*** Raw data ***
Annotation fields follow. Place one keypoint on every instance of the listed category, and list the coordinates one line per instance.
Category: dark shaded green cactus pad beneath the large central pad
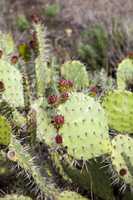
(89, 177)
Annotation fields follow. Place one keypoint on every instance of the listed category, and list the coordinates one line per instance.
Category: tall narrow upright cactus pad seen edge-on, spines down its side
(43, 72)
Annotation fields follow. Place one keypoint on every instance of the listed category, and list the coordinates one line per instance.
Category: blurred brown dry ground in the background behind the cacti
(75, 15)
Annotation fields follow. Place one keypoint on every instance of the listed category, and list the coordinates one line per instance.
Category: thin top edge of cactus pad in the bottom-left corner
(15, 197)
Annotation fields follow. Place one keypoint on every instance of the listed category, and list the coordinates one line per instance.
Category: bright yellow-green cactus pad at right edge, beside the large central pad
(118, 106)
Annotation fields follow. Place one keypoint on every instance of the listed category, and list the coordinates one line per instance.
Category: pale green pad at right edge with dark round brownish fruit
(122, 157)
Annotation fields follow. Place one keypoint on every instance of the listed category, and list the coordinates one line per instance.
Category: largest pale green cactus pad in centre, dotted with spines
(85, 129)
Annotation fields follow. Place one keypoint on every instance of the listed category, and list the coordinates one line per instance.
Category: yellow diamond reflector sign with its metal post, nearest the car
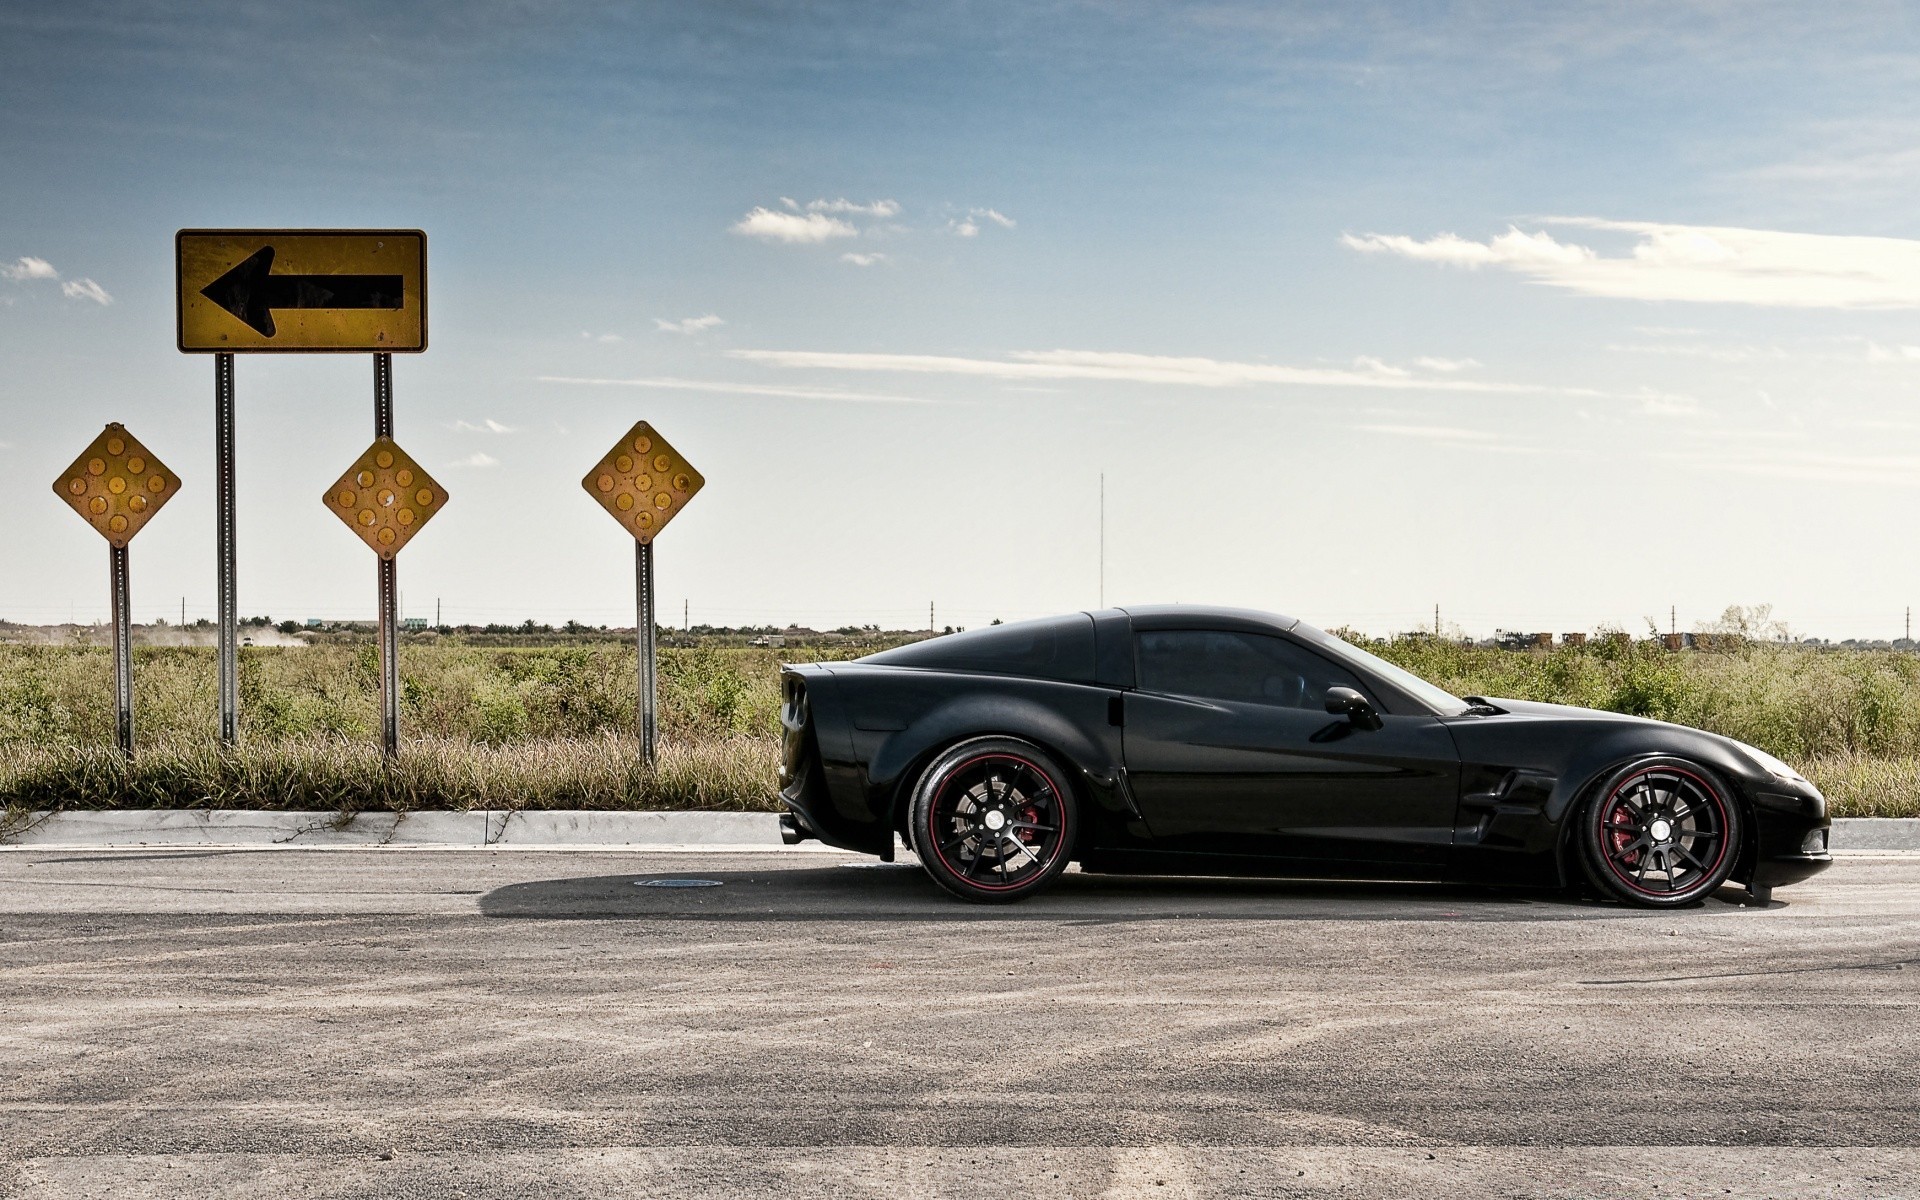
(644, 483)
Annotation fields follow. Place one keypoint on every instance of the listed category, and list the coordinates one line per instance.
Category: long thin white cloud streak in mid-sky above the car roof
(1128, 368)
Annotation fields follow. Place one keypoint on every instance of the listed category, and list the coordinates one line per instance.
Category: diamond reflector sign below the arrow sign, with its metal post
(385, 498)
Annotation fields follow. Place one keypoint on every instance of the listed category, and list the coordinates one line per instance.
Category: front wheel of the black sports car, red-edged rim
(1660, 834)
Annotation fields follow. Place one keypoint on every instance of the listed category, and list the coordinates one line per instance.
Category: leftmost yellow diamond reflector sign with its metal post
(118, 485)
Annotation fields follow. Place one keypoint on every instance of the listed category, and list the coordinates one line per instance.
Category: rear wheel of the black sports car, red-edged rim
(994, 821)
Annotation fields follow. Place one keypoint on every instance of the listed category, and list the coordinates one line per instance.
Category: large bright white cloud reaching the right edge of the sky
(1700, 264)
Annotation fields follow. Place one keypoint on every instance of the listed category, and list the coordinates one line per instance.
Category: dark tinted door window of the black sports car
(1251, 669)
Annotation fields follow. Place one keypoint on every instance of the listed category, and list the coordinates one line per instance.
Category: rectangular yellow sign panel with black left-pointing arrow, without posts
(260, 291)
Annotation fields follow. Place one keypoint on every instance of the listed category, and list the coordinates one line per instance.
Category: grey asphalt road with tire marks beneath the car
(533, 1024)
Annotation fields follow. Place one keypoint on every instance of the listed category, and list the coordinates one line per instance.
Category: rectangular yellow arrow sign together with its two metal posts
*** End of Raw data ***
• What you are asked to do: All of the entries must be reproduced exactly, apart from the pictures, which are to be dropped.

• Expected answer:
Annotation fields follow. Place one keypoint on every instance of the listed category, and list the coordinates one line per instance.
Category: dark shaded green cactus pad beneath the large central pad
(89, 177)
Annotation fields follow. Place one keypoint on every instance of the listed category, and list the coordinates one line per instance.
Category: tall narrow upright cactus pad seen edge-on, spines down its side
(43, 72)
Annotation fields follow. Place one keypoint on every instance of the listed category, and list the coordinates one line per instance.
Category: blurred brown dry ground in the background behind the cacti
(75, 15)
Annotation fields follow. Place one keypoint on every instance of the listed category, and list the coordinates one line per instance.
Category: thin top edge of cactus pad in the bottom-left corner
(15, 197)
Annotation fields follow. Place one keypoint on every instance of the listed category, and list the coordinates one line per instance.
Category: bright yellow-green cactus pad at right edge, beside the large central pad
(118, 106)
Annotation fields follow. Place one keypoint on every instance of the listed category, and list the coordinates one line per instance.
Category: pale green pad at right edge with dark round brownish fruit
(122, 157)
Annotation fields follow. Place one keypoint on every instance of the listed category, and list the coordinates one line per instance.
Category: largest pale green cactus pad in centre, dotted with spines
(85, 129)
Annotation fields follow. Place one keypoint on every instance of the listed category, and list the coordinates one line per instance.
Category: yellow diamond reflector sign with its metal post, nearest the car
(644, 483)
Annotation fields follow. Place one keypoint on every instance of the listed category, and list the coordinates one line per instance.
Category: long thin white cloud streak in mid-sky above the car roof
(1128, 368)
Annotation fields follow. Place one keypoint on every instance of the listed category, and list the coordinates one line per instance.
Category: diamond reflector sign below the arrow sign, with its metal post
(385, 498)
Annotation fields follow. Place one keypoint on every instance of the listed category, and list the coordinates one line per instance.
Category: front wheel of the black sports car, red-edged rim
(1660, 834)
Annotation fields follow. Place one keypoint on every instance of the listed category, and list the coordinates one line per instance.
Category: leftmost yellow diamond reflector sign with its metal post
(118, 485)
Annotation fields follow. Place one keypoint on every instance of the listed category, and list the coordinates one line per instance.
Category: rear wheel of the black sports car, red-edged rim
(994, 821)
Annotation fields follow. Place one keypoint on every instance of the listed category, and list the coordinates one line per instance.
Category: large bright white cloud reaching the right edge of the sky
(1700, 264)
Annotation fields follow. Place one keypoint on every instance of the listed category, and list the coordinates one line per instance.
Category: dark tinted door window of the black sports car
(1251, 669)
Annotation fields follow. Place one keypoint on every instance of the listed category, and list the coordinates one line per instance.
Category: rectangular yellow sign panel with black left-pointing arrow, without posts
(260, 291)
Annotation fields follow. Place one keypoint on every instance of the listed category, and list the coordinates one line per instance.
Category: grey asphalt road with tire marks beneath the car
(533, 1024)
Annotation fields follow. Place one keypoint on every instance of the listed category, and list the coordinates one line per instance.
Category: rectangular yellow arrow sign together with its two metal posts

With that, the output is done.